> **Your task**:
Copy the following records word for word, keeping every line in its original order.

──────── Data listing

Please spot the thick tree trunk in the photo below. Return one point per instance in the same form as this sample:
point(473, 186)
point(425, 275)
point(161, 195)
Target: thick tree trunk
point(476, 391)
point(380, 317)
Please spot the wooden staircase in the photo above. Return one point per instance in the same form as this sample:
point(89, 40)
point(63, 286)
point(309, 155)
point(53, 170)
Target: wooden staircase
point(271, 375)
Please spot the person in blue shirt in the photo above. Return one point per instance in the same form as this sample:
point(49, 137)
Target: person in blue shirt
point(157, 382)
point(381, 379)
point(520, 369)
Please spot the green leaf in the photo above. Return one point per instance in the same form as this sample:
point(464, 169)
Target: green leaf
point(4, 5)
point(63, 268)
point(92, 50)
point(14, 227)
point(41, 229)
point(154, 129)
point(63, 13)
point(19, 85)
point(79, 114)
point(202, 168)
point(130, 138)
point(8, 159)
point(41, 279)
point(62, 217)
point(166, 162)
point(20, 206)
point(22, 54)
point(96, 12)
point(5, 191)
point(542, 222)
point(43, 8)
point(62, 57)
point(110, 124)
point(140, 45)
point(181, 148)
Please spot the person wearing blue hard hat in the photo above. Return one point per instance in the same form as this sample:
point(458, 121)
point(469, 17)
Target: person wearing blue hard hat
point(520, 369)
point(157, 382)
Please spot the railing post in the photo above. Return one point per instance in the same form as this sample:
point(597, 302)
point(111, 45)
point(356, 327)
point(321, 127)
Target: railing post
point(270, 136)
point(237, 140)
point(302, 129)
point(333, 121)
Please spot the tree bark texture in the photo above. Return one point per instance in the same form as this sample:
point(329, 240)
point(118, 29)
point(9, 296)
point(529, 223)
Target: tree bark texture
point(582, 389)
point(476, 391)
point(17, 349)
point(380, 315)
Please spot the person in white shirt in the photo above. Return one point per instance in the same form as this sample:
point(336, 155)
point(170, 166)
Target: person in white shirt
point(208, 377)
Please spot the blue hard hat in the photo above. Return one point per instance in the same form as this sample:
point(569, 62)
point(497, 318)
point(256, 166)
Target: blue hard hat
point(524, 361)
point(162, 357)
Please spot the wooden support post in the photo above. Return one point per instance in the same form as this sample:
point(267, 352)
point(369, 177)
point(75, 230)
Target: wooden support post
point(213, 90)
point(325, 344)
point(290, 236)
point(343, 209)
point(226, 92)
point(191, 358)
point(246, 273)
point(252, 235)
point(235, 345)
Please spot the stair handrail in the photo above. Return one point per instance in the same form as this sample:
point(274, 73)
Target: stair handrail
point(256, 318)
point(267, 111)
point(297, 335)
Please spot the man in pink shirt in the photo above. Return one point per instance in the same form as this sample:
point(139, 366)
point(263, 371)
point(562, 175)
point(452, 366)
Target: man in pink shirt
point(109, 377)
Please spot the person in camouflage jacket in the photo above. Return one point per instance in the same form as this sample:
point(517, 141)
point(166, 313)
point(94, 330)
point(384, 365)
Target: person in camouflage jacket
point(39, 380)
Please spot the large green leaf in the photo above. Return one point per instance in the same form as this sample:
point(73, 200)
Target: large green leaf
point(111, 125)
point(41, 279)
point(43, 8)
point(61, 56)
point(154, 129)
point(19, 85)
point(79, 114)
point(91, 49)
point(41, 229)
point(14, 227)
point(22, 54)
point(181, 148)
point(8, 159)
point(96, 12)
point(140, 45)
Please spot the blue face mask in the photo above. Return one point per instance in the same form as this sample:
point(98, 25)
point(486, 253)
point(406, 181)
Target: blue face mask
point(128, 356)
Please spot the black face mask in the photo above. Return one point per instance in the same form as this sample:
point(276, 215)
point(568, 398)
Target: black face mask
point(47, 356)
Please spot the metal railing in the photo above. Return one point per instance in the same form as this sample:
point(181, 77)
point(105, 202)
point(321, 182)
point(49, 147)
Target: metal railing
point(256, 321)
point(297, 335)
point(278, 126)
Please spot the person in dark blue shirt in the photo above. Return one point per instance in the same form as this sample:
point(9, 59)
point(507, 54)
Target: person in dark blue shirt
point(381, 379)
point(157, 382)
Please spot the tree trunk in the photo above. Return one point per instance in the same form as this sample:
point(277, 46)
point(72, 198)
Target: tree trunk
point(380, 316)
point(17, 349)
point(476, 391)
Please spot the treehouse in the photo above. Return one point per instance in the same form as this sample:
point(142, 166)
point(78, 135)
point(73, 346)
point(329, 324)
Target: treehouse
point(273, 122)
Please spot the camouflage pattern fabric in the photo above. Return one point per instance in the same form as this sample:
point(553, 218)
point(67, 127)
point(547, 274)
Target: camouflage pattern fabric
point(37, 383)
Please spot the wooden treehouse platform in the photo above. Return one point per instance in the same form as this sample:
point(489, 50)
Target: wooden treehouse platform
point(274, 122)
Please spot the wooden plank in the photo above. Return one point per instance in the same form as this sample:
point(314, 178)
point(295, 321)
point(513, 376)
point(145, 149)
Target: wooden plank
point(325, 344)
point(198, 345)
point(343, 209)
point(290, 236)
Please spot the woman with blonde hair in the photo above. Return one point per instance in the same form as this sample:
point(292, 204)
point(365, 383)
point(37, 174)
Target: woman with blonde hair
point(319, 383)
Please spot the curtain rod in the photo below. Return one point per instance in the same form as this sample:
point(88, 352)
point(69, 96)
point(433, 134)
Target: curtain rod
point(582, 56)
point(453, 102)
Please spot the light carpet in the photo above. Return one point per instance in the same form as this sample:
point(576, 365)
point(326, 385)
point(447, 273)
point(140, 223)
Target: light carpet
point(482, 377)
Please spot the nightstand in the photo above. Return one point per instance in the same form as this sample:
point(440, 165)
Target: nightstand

────────────────

> **Exercise solution**:
Please spot the thick tree trunk in the photo below. Return one point per instance in the same form as this sample:
point(473, 186)
point(425, 275)
point(161, 195)
Target: thick tree trunk
point(476, 391)
point(380, 317)
Please spot the wooden staircase in the photo above. Return one point per instance in the same form as this sample:
point(89, 40)
point(63, 286)
point(309, 155)
point(53, 170)
Target: wooden staircase
point(271, 375)
Please spot the person in blue shirt in the photo above. Return one point per instance in the same form as this sample:
point(49, 137)
Target: person in blue shirt
point(157, 382)
point(381, 379)
point(520, 369)
Please spot the green leaf in the photo above. Return one point per instance in the same form as this sample:
point(464, 169)
Target: green leaf
point(4, 5)
point(63, 268)
point(92, 50)
point(14, 227)
point(41, 229)
point(154, 129)
point(63, 13)
point(19, 85)
point(79, 114)
point(202, 168)
point(130, 138)
point(8, 159)
point(41, 279)
point(62, 217)
point(166, 162)
point(20, 206)
point(22, 54)
point(96, 12)
point(5, 191)
point(542, 222)
point(43, 8)
point(62, 57)
point(110, 124)
point(140, 45)
point(181, 148)
Please spot the person wearing blue hard hat in the photo above. Return one point per instance in the same form as this sample:
point(458, 121)
point(469, 17)
Target: person wearing blue hard hat
point(520, 369)
point(157, 382)
Please spot the railing post in the photo above. Return one point per instance in the same form as this sample:
point(597, 302)
point(111, 45)
point(356, 327)
point(321, 127)
Target: railing post
point(270, 136)
point(237, 140)
point(302, 129)
point(333, 121)
Please spot the tree bark texture in the photo above. Return one point per instance in the same form as this sample:
point(329, 240)
point(118, 29)
point(9, 296)
point(529, 223)
Target: tree bark texture
point(582, 389)
point(476, 391)
point(17, 349)
point(380, 315)
Please spot the person in white shirt in the photo above. Return one point per instance in the same form as this sample:
point(336, 155)
point(170, 166)
Target: person in white shirt
point(208, 377)
Please spot the blue hard hat in the photo above. Return one point per instance in the same form as this sample:
point(569, 62)
point(497, 318)
point(256, 166)
Target: blue hard hat
point(524, 361)
point(162, 357)
Please spot the wooden support post in the photo above. Return one point per instance in the same form as this sample:
point(267, 352)
point(369, 177)
point(75, 230)
Target: wooden support post
point(213, 90)
point(325, 344)
point(290, 236)
point(343, 209)
point(226, 92)
point(191, 358)
point(246, 273)
point(252, 235)
point(235, 345)
Please spot the stair handrail in the photo above. Return one point per instance in the same form as this sample:
point(274, 73)
Target: stair handrail
point(256, 318)
point(267, 111)
point(297, 335)
Please spot the man in pink shirt in the photo above. Return one point per instance in the same form as this sample:
point(139, 366)
point(263, 371)
point(562, 175)
point(452, 366)
Target: man in pink shirt
point(109, 377)
Please spot the person in camouflage jacket in the photo above. Return one point per instance in the same form as this sample:
point(517, 141)
point(166, 313)
point(94, 330)
point(384, 365)
Target: person in camouflage jacket
point(39, 380)
Please spot the large green leaf in the photo above. Return one point per instance in the same form as this sample:
point(73, 200)
Target: large green leaf
point(111, 125)
point(41, 279)
point(43, 8)
point(61, 56)
point(154, 129)
point(19, 85)
point(79, 114)
point(91, 49)
point(41, 229)
point(14, 227)
point(22, 54)
point(181, 148)
point(8, 159)
point(96, 12)
point(140, 45)
Please spot the blue face mask in the photo above. Return one point per instance in the same form as this sample:
point(98, 25)
point(486, 253)
point(406, 181)
Target: blue face mask
point(128, 356)
Please spot the black face mask in the photo above. Return one point per instance in the same form as this sample:
point(276, 215)
point(568, 398)
Target: black face mask
point(47, 356)
Please spot the metal railing in the photo above. Return one point per instance in the same form as this sample:
point(181, 77)
point(105, 202)
point(321, 182)
point(49, 147)
Target: metal railing
point(256, 321)
point(297, 335)
point(278, 126)
Please spot the person in dark blue shirt in the photo above. Return one point per instance in the same form as this sample:
point(9, 59)
point(507, 54)
Target: person in dark blue shirt
point(381, 379)
point(157, 382)
Please spot the tree trunk in the photo above. Return one point per instance in the same form as this sample:
point(277, 46)
point(72, 198)
Target: tree trunk
point(380, 316)
point(17, 349)
point(476, 391)
Please spot the treehouse in the photo above. Return one point per instance in the same form as this sample:
point(142, 166)
point(78, 135)
point(73, 346)
point(329, 324)
Target: treehouse
point(273, 122)
Please spot the camouflage pattern fabric in the photo above. Return one point per instance in the same form as this sample:
point(553, 218)
point(67, 127)
point(547, 274)
Target: camouflage pattern fabric
point(37, 383)
Please spot the wooden treehouse platform in the photo above. Return one point per instance in the same form as this sample:
point(489, 50)
Target: wooden treehouse platform
point(274, 122)
Please spot the wooden plank in the photo above. Return one point per instance in the same form as this sample:
point(314, 178)
point(295, 321)
point(513, 376)
point(145, 149)
Target: wooden plank
point(325, 344)
point(198, 345)
point(343, 209)
point(290, 236)
Please spot the woman with blonde hair in the photo above. Return one point per instance in the same form as this sample:
point(292, 204)
point(365, 383)
point(37, 174)
Target: woman with blonde hair
point(319, 383)
Please spot the curtain rod in the photo below. Return one point per instance in the same form as this sample:
point(88, 352)
point(69, 96)
point(433, 134)
Target: curtain rod
point(582, 56)
point(453, 102)
Please spot the light carpet in the photo above. Return one point per instance in the same form as this sample:
point(576, 365)
point(326, 385)
point(447, 273)
point(140, 223)
Target: light carpet
point(482, 377)
Please spot the nightstand in the photo above. Return one point per instance in the same form as this sample:
point(440, 165)
Target: nightstand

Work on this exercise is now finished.